/---
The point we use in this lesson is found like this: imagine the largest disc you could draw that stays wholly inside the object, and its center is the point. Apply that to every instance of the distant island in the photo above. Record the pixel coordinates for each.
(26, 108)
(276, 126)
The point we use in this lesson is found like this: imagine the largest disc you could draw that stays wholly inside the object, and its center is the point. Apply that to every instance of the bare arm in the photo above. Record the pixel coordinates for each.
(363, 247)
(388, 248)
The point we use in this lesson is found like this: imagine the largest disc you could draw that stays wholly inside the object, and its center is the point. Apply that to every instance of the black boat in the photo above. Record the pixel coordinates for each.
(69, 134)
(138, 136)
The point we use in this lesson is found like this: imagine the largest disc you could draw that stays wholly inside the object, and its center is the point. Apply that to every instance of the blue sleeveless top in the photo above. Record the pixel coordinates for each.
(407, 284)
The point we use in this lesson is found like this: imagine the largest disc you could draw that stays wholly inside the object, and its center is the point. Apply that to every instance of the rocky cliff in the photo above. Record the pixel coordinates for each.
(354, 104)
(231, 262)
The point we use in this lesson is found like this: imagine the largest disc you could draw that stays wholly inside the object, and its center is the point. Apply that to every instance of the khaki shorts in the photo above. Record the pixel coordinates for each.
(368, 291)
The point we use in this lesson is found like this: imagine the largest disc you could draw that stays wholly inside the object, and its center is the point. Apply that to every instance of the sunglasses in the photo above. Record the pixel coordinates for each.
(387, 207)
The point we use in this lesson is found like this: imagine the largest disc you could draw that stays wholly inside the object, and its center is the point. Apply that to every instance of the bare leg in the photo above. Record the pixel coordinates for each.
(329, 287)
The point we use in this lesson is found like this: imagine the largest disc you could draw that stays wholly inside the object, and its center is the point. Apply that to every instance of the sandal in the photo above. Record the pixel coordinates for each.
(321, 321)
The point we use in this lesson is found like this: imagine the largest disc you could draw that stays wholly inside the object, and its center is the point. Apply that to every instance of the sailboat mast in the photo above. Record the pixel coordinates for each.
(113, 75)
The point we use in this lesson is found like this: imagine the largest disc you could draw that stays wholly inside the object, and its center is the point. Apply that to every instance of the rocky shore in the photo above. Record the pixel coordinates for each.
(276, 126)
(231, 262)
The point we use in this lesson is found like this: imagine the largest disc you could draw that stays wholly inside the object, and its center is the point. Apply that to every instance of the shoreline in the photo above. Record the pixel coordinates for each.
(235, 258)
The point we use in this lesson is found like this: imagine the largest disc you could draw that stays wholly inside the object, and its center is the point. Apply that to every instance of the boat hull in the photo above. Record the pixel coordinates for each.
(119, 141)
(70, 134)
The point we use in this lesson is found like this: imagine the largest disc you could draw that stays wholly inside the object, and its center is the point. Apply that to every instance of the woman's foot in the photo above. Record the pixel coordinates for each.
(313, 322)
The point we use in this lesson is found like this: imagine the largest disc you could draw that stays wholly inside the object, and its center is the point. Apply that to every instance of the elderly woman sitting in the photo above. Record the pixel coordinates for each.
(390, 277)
\---
TASK DIRECTIONS: Copy each line exactly, beginning at the one with "of the woman's" and stopping after the last line of the entries. Include nothing else.

FINAL ANSWER:
The point we use in this lesson is found like this: imagine the largest disc you could draw that stays wholly inside the object, and its center is the point. Apply that to every instance of the woman's foot in the photo above. Record the pixel coordinates for each.
(313, 322)
The point we use in this lesson is found like this: imagine the largest disc you could draw that stays wholly inside the object, and its center is the point. Apply that to every instance of the elderly woman sitting in the photo above. Record the pixel coordinates for each.
(390, 277)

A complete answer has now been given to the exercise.